- Challenge 1: Retype everything from "When I read" down to "Soldato is older." in the post on the Montieri tarocchino.
- Challenge 2:
Using the post on the Montieri tarocchino, answer these:
(a) According to Benedetti, why was the edition deck seized?
(b) Where does the deck we know keep the note of mixed government?
(c) Which two kinds of tarocchino does the writer wonder about being the older one?
### Extract provided ###
Regarding the tarocchino Montieri, a text by Marco Benedetti makes me think that seized design survived and is the one we know as Montieri because some decks were not seized. He says that the edition deck was seized because it indicates that Bologna has mixed government but the Pope wanted to feel like an absolute sovereign. You suggest that the deck we know is later than the one seized. So why did the Pope seize that design? The deck we know retains the note of mixed government in the Matto letter. I don't know what Benedetti bases his story on. Perhaps you are right and everything happened differently. What do you think about Benedetti's story? Did you know him? Do you think it is incorrect? You may have reasons to think otherwise.
When I read Beedetti, I understood that the Pope liked the gentlemen with moustaches who replaced the Popes in Montieri, so the Pope asked that the common Tarocchino begin to have Moors instead of Popes. By the way, as I suggested in another thread, I wonder if Tarocchino Al Mondo or Tarocchino Al Soldato is older.
### Excerpted data ###
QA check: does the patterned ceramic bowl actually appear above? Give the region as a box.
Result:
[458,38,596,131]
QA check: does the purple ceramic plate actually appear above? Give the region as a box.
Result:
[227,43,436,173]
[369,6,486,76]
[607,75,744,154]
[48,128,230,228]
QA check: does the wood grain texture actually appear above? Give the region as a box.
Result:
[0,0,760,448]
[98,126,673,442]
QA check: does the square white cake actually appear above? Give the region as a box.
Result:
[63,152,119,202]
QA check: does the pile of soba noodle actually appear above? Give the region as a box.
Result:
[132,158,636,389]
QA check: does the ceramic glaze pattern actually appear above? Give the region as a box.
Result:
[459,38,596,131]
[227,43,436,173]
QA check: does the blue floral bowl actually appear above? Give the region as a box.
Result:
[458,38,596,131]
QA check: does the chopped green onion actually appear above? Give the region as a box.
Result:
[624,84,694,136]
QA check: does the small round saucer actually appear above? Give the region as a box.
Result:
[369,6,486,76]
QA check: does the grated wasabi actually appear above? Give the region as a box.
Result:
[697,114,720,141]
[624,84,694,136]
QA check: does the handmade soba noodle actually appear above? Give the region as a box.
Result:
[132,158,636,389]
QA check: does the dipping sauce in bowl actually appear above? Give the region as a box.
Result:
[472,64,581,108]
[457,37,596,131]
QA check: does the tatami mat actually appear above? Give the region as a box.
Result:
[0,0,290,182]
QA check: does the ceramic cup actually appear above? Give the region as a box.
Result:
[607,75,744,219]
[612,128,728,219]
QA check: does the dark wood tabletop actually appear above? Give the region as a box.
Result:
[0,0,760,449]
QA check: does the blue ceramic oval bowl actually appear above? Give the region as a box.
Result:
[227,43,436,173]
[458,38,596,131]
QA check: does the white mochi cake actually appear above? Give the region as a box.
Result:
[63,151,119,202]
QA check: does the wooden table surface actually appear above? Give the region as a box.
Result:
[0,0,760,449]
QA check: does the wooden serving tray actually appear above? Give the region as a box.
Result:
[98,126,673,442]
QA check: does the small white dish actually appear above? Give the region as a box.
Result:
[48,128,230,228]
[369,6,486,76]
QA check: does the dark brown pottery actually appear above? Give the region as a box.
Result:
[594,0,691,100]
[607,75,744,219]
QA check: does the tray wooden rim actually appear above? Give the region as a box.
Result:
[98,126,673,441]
###
- Written answer 1:
When I read Beedetti, I understood that the Pope liked the gentlemen with moustaches who replaced the Popes in Montieri, so the Pope asked that the common Tarocchino begin to have Moors instead of Popes. By the way, as I suggested in another thread, I wonder if Tarocchino Al Mondo or Tarocchino Al Soldato is older.

- Written answer 2:
(a) Because it indicates that Bologna has mixed government, while the Pope wanted to feel like an absolute sovereign.
(b) In the Matto letter.
(c) Tarocchino Al Mondo and Tarocchino Al Soldato.